* TASK PROMPT *
Lines holding the word "trunk" in the following material must be counted; give only the resulting number.

* SOURCE DATA *
========

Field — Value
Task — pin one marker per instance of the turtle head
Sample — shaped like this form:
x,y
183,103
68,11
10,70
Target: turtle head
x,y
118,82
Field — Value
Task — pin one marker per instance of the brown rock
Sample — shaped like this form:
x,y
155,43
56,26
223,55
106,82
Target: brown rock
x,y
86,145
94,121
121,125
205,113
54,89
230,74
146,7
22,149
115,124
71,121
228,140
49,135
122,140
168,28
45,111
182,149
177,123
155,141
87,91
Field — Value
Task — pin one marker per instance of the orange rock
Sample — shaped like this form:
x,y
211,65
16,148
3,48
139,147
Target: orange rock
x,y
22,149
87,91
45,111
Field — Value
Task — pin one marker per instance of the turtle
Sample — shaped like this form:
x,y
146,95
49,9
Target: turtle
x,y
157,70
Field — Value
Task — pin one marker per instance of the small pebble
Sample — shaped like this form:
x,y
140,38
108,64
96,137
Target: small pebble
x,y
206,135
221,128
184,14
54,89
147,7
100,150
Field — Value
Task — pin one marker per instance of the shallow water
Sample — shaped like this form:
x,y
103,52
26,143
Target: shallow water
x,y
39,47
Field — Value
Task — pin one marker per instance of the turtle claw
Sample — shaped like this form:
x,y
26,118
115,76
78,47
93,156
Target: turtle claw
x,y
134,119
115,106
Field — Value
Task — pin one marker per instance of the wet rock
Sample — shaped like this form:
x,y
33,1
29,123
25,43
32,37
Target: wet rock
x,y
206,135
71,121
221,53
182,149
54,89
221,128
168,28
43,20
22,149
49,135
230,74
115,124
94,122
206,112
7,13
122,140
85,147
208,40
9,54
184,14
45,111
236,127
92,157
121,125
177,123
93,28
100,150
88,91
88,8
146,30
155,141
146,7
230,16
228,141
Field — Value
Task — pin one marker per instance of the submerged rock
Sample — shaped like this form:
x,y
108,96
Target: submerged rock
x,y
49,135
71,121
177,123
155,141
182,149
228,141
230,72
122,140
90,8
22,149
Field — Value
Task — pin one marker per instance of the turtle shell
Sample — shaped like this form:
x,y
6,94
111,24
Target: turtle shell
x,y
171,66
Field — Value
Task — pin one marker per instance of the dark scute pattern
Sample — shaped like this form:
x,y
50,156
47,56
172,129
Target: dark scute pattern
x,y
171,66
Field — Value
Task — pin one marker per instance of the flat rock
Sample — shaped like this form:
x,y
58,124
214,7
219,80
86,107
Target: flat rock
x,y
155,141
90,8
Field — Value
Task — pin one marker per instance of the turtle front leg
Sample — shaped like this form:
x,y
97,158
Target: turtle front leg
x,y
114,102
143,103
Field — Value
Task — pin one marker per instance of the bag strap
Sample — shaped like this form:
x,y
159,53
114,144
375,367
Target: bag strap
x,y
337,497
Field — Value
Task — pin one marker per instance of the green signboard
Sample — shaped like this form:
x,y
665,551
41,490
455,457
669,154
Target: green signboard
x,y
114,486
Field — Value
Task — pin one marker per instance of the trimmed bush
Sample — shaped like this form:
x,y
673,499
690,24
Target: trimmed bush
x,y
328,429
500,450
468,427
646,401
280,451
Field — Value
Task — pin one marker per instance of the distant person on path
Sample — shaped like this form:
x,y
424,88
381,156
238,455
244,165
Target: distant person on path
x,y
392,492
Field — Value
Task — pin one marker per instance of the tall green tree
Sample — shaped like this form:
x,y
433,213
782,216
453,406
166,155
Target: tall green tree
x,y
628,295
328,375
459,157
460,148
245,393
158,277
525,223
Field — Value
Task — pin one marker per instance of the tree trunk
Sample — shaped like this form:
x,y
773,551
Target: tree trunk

========

* TASK OUTPUT *
2